WHAT YOU SHOULD DO: Return every line of the material below that contains the string "ceiling", copying each such line in full. Count a line only when the string matches in case as well as in letters.

SUPPLIED DATA:
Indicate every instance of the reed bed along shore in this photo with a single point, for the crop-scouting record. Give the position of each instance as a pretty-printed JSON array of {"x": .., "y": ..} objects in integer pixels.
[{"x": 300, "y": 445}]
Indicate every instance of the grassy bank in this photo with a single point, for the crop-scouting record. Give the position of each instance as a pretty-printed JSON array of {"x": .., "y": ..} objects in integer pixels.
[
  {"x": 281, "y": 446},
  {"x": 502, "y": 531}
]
...
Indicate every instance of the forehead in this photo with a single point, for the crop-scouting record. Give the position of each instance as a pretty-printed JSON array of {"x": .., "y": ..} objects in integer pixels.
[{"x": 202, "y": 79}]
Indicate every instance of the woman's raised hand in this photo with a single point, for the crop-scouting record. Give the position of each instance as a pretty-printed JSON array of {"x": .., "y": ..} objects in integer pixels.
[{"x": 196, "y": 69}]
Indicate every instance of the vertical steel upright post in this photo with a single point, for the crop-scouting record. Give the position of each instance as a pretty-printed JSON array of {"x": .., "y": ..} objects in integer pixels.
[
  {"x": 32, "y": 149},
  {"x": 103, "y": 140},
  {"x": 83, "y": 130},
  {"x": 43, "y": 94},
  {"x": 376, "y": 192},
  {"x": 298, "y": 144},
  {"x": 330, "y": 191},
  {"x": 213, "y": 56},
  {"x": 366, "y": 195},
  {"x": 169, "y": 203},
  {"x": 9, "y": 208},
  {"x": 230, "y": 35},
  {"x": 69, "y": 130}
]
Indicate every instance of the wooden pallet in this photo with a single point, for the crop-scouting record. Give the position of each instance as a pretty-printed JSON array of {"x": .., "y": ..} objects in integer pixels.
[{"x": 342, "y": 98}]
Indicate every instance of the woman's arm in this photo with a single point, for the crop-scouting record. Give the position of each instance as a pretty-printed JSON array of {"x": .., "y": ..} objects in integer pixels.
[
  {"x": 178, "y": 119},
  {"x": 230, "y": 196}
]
...
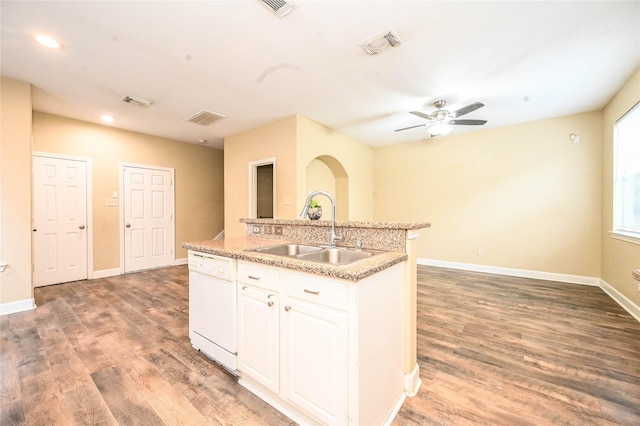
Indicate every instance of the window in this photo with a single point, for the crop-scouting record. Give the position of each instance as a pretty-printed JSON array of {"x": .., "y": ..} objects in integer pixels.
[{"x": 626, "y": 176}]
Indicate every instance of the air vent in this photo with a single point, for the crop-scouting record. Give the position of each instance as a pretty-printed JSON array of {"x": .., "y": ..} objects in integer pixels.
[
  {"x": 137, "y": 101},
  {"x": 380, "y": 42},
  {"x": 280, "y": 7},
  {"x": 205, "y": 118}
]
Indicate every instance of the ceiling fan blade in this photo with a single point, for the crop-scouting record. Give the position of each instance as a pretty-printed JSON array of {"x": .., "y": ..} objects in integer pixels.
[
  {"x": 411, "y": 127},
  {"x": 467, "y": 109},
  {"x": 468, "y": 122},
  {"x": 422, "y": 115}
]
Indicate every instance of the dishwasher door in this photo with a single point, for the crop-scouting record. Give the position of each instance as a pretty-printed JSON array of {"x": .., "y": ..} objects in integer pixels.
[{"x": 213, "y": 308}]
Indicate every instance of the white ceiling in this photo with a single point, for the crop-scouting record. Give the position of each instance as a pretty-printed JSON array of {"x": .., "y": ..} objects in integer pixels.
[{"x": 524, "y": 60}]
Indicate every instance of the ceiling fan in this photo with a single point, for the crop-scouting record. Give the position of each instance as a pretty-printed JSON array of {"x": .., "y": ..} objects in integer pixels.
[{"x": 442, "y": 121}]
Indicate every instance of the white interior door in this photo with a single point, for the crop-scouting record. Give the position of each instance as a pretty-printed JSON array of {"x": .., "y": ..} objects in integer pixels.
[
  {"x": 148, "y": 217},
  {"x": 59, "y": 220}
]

EXERCISE OUTPUT:
Indicate every instance of the ceiling fan blade in this photo with a single point, for the crop-scouting record. Give the position of each instance as a pretty-printed JSON array of {"x": .., "y": ..} objects in integer pixels.
Indicate every instance of the white ceiling in this photo with a single point, for the crop-scouting record. Give the position of each instance as a pretty-printed JSON array of {"x": .., "y": ..} objects in integer pixels.
Indicate every instance of the ceiling fan in this photo with a single point, for the crop-scouting record. Give the position of each instance as a pretty-printed JSON array of {"x": .., "y": ..} objects in integer pixels.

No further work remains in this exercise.